- **PASSAGE SHOWN**:
Meanwhile, two-thirds of credit card users who carry a balance report their debt has caused them to postpone or forgo important financial goals, such as building savings and investing for retirement.
If you feel like you’re stuck between wanting to save money and needing to pay down debt, you’re not alone. And you don’t necessarily have to choose. With some strategizing, you can start saving and pay off debt simultaneously.
Start First with a Small Emergency Fund
Rather than pouring every spare penny into debt repayment, first carve out a small cash cushion of $500–$1,000. Think of this as your starter emergency fund.
Why open an emergency stash before paying off debt? Because without one, you’re far more likely to rely on loans or credit cards when an unexpected expense pops up. A single emergency could erase months of repayment efforts and send you spiraling backward.
Pay Off High Interest Debts
Once you’ve got your starter emergency fund in place, send any extra money you can toward your highest interest debt. Here are two of the most popular methods.
- The debt avalanche method involves making minimum payments on all of your debts, then directing any leftover cash to the debt with the highest interest rate. By attacking your debts from top to bottom in terms of interest rate, you’ll save the most money on interest payments over time.
- The debt snowball method takes a different approach. You’ll still make minimum payments on all debts, but instead of targeting the highest-interest rate account, you’ll throw any extra cash at your smallest balance. The idea is that paying off smaller debts will keep you motivated to reach the next milestone.

- **DATASET EXCERPTS**:
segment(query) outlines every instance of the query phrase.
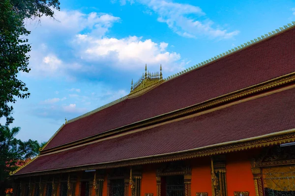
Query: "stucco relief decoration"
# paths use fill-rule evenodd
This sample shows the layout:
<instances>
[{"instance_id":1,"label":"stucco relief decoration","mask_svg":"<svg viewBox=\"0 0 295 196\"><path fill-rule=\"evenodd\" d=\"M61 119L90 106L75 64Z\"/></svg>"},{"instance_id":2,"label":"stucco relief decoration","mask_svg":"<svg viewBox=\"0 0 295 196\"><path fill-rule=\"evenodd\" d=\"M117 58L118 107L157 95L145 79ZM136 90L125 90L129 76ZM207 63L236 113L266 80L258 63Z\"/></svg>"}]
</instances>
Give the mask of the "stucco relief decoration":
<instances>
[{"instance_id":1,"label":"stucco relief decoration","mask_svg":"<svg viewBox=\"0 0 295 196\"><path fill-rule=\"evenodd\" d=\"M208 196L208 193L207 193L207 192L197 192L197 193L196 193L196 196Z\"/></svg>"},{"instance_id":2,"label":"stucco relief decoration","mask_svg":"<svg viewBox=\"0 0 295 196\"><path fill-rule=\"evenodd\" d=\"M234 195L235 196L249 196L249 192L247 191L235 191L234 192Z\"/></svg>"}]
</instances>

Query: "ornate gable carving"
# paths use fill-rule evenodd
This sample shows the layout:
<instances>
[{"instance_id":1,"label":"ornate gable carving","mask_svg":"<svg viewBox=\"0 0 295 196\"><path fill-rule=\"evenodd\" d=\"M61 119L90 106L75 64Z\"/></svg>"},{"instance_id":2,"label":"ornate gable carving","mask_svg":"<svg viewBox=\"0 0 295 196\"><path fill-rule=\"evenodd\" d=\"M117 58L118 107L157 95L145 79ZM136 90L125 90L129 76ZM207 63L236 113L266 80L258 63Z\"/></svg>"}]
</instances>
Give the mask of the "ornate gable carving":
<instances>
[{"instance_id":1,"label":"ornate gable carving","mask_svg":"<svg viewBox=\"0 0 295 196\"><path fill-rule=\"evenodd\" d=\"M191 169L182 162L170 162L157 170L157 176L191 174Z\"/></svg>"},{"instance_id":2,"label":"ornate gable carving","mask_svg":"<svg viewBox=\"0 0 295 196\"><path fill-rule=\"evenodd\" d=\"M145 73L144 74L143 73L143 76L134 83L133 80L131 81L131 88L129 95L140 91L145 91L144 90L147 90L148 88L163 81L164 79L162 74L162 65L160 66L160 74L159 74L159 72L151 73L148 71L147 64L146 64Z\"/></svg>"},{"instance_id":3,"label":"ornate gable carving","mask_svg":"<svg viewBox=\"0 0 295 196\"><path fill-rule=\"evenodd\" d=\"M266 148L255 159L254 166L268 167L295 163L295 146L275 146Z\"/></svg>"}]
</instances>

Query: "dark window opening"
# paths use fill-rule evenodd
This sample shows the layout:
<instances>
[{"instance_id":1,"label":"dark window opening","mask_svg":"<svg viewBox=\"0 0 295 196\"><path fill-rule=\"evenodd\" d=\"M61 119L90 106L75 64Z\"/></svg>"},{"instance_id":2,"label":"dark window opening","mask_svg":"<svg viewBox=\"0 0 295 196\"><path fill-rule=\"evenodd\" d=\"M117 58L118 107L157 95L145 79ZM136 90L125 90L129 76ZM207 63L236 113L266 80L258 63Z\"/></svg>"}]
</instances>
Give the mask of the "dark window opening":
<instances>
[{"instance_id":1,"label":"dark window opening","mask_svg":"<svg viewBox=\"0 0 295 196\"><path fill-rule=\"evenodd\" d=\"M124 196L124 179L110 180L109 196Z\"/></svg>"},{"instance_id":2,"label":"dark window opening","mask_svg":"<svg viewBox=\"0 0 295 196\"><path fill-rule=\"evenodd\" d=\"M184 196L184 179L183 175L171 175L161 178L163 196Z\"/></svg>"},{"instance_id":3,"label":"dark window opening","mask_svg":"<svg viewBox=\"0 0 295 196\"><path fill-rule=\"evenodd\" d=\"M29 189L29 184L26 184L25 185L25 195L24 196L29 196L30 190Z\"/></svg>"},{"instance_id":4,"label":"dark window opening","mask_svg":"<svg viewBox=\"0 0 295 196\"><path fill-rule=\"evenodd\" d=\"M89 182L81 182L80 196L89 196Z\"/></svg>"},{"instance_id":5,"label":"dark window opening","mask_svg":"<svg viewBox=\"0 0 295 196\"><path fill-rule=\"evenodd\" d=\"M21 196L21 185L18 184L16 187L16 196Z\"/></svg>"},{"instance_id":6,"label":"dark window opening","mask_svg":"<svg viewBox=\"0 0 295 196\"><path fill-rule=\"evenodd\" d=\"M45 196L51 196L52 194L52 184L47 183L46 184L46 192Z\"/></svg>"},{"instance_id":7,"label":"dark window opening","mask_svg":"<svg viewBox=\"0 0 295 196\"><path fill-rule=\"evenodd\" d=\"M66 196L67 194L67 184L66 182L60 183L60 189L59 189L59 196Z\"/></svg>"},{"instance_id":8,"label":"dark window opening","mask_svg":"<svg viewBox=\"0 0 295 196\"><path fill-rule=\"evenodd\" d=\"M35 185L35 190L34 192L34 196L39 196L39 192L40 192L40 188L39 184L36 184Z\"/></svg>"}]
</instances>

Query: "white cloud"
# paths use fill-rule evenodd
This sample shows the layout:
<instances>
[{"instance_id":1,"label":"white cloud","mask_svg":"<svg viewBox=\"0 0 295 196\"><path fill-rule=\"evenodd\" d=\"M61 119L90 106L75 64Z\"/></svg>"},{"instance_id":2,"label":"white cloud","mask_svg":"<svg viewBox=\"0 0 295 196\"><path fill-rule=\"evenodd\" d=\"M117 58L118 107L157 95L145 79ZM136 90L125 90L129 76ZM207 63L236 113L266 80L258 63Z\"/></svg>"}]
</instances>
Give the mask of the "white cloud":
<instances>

- **REQUIREMENT A**:
Quote the debt and savings passage above from "Pay Off High" to "most popular methods.".
- **REQUIREMENT B**:
Answer these questions using the debt and savings passage above:
(i) What share of credit card users who carry a balance say their debt has made them postpone or forgo important financial goals?
(ii) How large a starter emergency fund does it recommend setting aside before focusing on debt?
(iii) Under the debt snowball method, which debt gets any extra cash?

- **ANSWER SECTION A**:
Pay Off High Interest Debts
Once you’ve got your starter emergency fund in place, send any extra money you can toward your highest interest debt. Here are two of the most popular methods.

- **ANSWER SECTION B**:
(i) Two-thirds.
(ii) $500–$1,000.
(iii) The smallest balance.